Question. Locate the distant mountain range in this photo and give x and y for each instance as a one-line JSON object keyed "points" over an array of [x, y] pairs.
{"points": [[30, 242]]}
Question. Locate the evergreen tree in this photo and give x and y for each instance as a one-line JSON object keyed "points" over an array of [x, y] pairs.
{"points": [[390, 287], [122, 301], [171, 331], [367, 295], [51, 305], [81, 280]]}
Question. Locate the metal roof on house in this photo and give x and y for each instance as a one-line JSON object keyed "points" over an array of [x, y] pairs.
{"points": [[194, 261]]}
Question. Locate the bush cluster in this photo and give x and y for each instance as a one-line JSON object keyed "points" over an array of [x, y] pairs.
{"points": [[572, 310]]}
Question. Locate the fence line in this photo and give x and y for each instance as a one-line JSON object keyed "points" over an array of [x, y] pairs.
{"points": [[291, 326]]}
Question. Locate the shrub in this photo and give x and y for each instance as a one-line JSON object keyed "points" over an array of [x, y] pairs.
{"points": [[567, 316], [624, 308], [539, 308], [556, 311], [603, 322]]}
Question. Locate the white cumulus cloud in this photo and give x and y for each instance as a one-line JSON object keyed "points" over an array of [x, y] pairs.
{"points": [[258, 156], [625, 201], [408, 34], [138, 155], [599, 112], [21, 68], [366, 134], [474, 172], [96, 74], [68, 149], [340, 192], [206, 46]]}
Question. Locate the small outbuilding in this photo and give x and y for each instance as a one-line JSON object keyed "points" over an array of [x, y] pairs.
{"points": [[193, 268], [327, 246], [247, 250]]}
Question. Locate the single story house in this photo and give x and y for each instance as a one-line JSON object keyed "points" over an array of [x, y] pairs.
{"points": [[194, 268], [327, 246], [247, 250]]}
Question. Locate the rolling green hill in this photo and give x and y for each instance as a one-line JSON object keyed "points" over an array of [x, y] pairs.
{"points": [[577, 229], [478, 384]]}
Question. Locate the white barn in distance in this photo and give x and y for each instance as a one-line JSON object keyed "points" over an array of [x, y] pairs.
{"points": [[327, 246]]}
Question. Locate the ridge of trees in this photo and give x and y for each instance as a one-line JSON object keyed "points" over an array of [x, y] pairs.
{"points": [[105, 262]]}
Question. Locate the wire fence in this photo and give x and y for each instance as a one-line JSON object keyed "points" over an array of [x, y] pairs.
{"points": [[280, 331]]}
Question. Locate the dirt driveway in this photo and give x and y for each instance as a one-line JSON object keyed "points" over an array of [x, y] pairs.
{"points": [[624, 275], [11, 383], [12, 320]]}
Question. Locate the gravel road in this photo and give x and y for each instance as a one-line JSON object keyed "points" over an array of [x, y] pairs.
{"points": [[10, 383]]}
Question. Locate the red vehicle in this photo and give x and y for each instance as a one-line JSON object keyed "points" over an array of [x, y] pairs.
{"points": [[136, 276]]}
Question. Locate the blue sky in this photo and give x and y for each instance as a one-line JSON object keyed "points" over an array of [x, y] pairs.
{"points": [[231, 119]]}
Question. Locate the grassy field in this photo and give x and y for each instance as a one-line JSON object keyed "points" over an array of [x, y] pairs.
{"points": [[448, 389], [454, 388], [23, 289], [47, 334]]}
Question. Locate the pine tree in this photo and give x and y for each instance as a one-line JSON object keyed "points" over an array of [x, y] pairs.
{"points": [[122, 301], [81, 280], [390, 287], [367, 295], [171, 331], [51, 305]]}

SET EXERCISE: Please reproduce, word for word, the entries above, starting at the line that contains "Question. Locate the red" and ending with the last entry.

OUTPUT FOR THIS EXERCISE:
Question. Locate the red vehicle in this photo and give x and y for each instance as a one-line JSON object keyed "points" over an array of [x, y] pairs.
{"points": [[136, 276]]}
Question. Locate the blue sky in this photo and give x and y for each instance as a one-line JSON object keyed "points" over an array of [x, y] pairs.
{"points": [[231, 119]]}
Question. Locate the grassy field in this photo and give x and y for each instance as a one-line JSON object keyed "points" over an array of [x, y] pairs.
{"points": [[448, 389], [454, 388], [23, 289], [47, 334]]}
Question. Locate the pine tree in this photo and give x and y for each instance as a one-line JSON object keyed "points" over an array of [x, y] pairs.
{"points": [[122, 301], [81, 280], [390, 287], [367, 295], [171, 331], [51, 305]]}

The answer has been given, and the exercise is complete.